課題の内容: 日本人の宗教心をめぐる抜粋文から、「欧米人観察者の眼には、日本人」を含む箇所で書き始め、「は馬鹿らしいと答えるのだ」。」の直後で止めて、その範囲を一字も変えずに書き写しなさい。

抜粋文:
============

原稿

原稿

「マトリックスの真実」「おカネの真実」「空前絶後の社会運動」「志の世界」「大震災の前線」「右傾化選挙の中で」
世の中の根本的な仕組み、神とは、支配とは、おカネとは、社会とは、人間とは、・・・根源から、そして、前線から、書きました。
読んで面白いと思った方は、どんどん転送やコピー配布をして頂ければ幸いです。


2013/04/16

『逝きし世の面影』抜粋③

欧米人観察者の眼には、日本人はいたって宗教心の薄い民族にみえた。一八九五(安政六)年、江戸を訪れたヴィシェスラフツォフは言う。「日本人はまるで気晴らしか何かするように祭日を大規模に祝うのであるが、宗教そのものにはいたって無関心で、宗教は民衆の精神的欲求を満足させるものとしては少しも作用していない。それに反して迷信は非常に広く普及していて、お守りとか何かの象徴を住居その他につけるのがごく普通になっている。病魔を遠ざけるために家の扉に蟹を釘で止めたりするかと思うと、好運の日、不運の日があって、船乗りは暦でどの方角を避けるべきか前もって調べた上でないと港を離れない。寺社には老女と子供しかおらず、老女が祈っている間、子供の方はお祈りや念仏が唱えられているというのに、大声をあげて遊び回っている」。

... ベルクによれば「教養ある日本人は、本当は仏教とその僧侶を軽蔑している。・・・・・・それは、下層階級と同じように僧侶のばかばかしいいかさま説法の対象となるのは、威信を下げると彼らが思っているからである」。ハリスは一八五七年五月の日記に書く。「特別な宗教的参会を私はなにも見ない。僧侶や神宮、寺院、神社、像などのひじょうに多い国でありながら、日本ぐらい宗教上の問題に大いに無関心な国にいたことはないと、私は言わなければならない。この国の上層階級の者は、実際はみな無神論者であると私は信ずる」。

一八七一(明治四)年来日したヒューブナーは池上本門寺を訪れ、その建築の優美に感動したが、付添いの政府役人は「煙管を口にしたまま境内にずかずか入り込み、笑ったり喋ったり、大声で僧侶や仏をからかったり」していた。
「宗教心は消え失せかけている。朝晩、日の出と日の入りに家を出て太陽に平伏するのは、もう老婆しかいないのだ。・・・・・・宗教行事や迷信は腐るほどあるのだが、上流階級や知識人階級では、信仰心も宗教心も全く欠如している。・・・・・・私はこの国の有力者たちに信仰を持っているかどうか幾度も尋ねてみた。するといつも判で押したように、彼らは笑いながら、そんなことは馬鹿らしいと答えるのだ」。

============

提供データ:
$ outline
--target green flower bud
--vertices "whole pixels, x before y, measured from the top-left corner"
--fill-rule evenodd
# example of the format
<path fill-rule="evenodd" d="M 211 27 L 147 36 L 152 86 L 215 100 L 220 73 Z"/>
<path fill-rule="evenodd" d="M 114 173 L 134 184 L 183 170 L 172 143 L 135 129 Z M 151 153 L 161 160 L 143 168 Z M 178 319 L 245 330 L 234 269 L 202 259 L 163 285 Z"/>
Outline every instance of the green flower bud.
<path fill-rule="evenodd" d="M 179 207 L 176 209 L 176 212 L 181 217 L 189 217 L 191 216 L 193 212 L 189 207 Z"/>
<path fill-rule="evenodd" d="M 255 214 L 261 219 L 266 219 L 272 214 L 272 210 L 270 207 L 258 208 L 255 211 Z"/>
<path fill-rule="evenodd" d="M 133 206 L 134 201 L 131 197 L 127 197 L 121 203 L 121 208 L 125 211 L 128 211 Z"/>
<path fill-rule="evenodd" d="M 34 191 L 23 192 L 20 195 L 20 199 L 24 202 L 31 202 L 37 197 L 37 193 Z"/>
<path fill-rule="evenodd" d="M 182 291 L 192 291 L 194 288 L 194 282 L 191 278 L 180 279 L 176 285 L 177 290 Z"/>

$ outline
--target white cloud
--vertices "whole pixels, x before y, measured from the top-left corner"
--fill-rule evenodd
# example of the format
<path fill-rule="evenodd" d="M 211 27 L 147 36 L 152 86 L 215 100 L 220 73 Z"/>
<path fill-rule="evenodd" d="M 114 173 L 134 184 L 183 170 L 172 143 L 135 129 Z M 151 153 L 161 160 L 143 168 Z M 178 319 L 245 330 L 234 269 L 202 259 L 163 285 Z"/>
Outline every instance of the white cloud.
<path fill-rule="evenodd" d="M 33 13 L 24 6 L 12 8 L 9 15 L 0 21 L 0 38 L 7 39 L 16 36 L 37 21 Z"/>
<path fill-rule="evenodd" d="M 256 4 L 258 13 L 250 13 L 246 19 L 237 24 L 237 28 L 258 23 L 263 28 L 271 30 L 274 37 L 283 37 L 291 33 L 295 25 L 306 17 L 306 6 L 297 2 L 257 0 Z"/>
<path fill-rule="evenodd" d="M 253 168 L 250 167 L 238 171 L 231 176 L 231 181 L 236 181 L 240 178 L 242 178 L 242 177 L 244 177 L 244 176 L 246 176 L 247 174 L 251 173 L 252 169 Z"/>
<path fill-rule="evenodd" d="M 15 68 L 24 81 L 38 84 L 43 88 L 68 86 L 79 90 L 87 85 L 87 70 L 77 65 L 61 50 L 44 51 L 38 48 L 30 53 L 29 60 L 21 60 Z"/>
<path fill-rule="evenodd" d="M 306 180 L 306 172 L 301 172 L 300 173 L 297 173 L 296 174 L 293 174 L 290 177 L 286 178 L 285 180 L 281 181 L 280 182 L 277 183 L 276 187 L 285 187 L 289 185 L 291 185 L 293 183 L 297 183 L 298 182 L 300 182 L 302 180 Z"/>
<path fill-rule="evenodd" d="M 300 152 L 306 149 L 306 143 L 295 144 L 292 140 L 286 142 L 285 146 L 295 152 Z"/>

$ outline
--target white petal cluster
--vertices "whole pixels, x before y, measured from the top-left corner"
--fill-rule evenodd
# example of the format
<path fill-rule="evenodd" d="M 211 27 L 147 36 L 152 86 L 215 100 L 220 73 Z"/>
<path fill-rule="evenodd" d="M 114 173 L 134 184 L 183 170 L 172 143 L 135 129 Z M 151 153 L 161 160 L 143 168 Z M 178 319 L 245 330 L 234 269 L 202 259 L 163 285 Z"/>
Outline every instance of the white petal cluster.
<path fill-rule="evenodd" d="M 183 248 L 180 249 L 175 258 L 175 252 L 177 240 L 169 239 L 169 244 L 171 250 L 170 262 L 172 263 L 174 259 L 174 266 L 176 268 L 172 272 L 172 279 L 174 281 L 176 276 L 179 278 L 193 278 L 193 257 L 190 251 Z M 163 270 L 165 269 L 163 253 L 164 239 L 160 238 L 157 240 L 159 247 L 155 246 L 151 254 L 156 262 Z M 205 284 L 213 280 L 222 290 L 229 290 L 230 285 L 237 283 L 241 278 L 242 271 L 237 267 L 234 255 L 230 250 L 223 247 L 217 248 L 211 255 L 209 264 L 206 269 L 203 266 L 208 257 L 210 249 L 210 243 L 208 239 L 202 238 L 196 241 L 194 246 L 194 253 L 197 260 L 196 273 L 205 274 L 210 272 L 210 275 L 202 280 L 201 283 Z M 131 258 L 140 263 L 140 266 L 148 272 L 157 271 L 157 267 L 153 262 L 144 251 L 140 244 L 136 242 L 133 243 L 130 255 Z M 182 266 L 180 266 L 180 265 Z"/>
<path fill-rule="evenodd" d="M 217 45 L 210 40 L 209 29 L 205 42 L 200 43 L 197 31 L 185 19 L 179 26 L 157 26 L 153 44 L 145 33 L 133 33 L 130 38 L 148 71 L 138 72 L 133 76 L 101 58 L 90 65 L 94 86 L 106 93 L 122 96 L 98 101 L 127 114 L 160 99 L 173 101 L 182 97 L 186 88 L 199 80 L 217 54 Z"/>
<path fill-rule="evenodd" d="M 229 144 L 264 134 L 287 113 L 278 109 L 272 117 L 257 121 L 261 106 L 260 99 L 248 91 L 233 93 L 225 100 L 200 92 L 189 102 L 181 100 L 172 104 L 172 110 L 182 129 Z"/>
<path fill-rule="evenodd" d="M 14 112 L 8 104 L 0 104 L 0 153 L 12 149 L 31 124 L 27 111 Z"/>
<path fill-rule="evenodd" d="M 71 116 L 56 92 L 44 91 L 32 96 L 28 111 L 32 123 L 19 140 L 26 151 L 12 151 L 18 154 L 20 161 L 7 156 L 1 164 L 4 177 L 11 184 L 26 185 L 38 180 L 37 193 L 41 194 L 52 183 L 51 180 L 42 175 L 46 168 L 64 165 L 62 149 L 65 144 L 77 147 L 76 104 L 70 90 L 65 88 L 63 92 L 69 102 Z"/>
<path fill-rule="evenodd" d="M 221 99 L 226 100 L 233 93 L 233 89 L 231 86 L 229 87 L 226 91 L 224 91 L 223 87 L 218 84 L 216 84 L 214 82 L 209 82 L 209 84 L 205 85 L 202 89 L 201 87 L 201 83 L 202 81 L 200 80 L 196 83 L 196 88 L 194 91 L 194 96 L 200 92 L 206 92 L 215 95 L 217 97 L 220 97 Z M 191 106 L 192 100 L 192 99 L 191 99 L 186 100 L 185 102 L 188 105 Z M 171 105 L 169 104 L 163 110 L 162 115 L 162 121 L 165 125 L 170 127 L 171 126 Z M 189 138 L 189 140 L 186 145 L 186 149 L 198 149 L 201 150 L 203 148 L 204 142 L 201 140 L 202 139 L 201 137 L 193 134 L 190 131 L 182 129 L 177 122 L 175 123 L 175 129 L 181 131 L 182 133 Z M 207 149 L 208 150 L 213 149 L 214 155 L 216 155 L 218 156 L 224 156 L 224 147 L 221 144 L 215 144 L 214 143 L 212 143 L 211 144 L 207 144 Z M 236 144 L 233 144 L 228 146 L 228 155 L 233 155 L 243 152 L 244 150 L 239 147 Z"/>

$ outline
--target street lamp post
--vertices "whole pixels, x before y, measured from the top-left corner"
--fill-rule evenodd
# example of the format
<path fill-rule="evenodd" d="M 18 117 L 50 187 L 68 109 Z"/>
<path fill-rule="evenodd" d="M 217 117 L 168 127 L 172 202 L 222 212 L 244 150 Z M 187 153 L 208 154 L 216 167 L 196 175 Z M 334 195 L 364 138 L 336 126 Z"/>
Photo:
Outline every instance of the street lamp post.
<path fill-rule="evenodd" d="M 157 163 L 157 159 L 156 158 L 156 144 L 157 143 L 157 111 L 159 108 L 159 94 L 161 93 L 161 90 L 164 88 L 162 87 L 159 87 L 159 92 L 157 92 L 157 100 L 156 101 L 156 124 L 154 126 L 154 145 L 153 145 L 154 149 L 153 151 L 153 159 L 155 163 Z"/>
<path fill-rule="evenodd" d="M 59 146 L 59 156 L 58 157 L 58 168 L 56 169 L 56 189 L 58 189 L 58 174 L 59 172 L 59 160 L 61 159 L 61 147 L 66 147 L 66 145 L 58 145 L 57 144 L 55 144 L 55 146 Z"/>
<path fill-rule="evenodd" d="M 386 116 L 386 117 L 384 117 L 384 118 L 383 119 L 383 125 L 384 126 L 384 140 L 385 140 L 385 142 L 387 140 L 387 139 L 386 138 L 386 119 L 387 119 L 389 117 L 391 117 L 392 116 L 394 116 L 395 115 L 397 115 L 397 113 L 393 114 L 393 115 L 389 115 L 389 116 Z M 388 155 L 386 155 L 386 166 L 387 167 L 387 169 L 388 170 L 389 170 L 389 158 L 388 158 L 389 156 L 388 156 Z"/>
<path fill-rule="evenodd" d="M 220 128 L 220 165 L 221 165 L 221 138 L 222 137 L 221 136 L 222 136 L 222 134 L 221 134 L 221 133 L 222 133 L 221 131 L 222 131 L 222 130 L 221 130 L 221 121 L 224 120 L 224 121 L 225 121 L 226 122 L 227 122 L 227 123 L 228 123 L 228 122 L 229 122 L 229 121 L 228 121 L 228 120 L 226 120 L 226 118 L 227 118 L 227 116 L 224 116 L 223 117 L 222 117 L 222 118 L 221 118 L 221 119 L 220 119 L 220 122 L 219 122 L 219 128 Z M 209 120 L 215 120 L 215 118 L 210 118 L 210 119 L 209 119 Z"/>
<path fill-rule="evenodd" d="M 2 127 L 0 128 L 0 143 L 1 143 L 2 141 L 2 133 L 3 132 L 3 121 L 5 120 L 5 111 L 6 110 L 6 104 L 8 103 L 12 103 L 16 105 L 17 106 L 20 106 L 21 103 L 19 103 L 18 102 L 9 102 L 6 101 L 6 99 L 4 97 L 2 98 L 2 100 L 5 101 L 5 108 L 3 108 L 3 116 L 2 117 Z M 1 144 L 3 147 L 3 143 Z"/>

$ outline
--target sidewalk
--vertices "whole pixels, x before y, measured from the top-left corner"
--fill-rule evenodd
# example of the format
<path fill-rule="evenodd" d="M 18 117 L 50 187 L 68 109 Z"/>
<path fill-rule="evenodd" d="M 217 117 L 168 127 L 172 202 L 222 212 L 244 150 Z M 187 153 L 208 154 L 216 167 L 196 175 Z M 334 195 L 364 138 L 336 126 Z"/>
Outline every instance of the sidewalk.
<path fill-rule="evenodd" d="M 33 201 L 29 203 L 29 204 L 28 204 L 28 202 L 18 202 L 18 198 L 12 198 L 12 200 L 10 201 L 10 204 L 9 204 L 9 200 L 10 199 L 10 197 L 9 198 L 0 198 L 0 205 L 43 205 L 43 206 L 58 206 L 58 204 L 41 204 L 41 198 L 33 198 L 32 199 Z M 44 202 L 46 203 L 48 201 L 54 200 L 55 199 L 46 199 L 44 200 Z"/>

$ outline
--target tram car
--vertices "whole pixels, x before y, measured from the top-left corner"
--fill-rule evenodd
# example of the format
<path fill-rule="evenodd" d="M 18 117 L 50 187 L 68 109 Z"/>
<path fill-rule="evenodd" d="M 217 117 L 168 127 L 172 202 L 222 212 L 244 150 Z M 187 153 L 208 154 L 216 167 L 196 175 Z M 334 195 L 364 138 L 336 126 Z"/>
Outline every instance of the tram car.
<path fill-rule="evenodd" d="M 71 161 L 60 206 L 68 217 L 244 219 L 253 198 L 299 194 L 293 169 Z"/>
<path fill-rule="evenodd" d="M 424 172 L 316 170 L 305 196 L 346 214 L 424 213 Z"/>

============

解答:
欧米人観察者の眼には、日本人はいたって宗教心の薄い民族にみえた。一八九五(安政六)年、江戸を訪れたヴィシェスラフツォフは言う。「日本人はまるで気晴らしか何かするように祭日を大規模に祝うのであるが、宗教そのものにはいたって無関心で、宗教は民衆の精神的欲求を満足させるものとしては少しも作用していない。それに反して迷信は非常に広く普及していて、お守りとか何かの象徴を住居その他につけるのがごく普通になっている。病魔を遠ざけるために家の扉に蟹を釘で止めたりするかと思うと、好運の日、不運の日があって、船乗りは暦でどの方角を避けるべきか前もって調べた上でないと港を離れない。寺社には老女と子供しかおらず、老女が祈っている間、子供の方はお祈りや念仏が唱えられているというのに、大声をあげて遊び回っている」。

... ベルクによれば「教養ある日本人は、本当は仏教とその僧侶を軽蔑している。・・・・・・それは、下層階級と同じように僧侶のばかばかしいいかさま説法の対象となるのは、威信を下げると彼らが思っているからである」。ハリスは一八五七年五月の日記に書く。「特別な宗教的参会を私はなにも見ない。僧侶や神宮、寺院、神社、像などのひじょうに多い国でありながら、日本ぐらい宗教上の問題に大いに無関心な国にいたことはないと、私は言わなければならない。この国の上層階級の者は、実際はみな無神論者であると私は信ずる」。

一八七一(明治四)年来日したヒューブナーは池上本門寺を訪れ、その建築の優美に感動したが、付添いの政府役人は「煙管を口にしたまま境内にずかずか入り込み、笑ったり喋ったり、大声で僧侶や仏をからかったり」していた。
「宗教心は消え失せかけている。朝晩、日の出と日の入りに家を出て太陽に平伏するのは、もう老婆しかいないのだ。・・・・・・宗教行事や迷信は腐るほどあるのだが、上流階級や知識人階級では、信仰心も宗教心も全く欠如している。・・・・・・私はこの国の有力者たちに信仰を持っているかどうか幾度も尋ねてみた。するといつも判で押したように、彼らは笑いながら、そんなことは馬鹿らしいと答えるのだ」。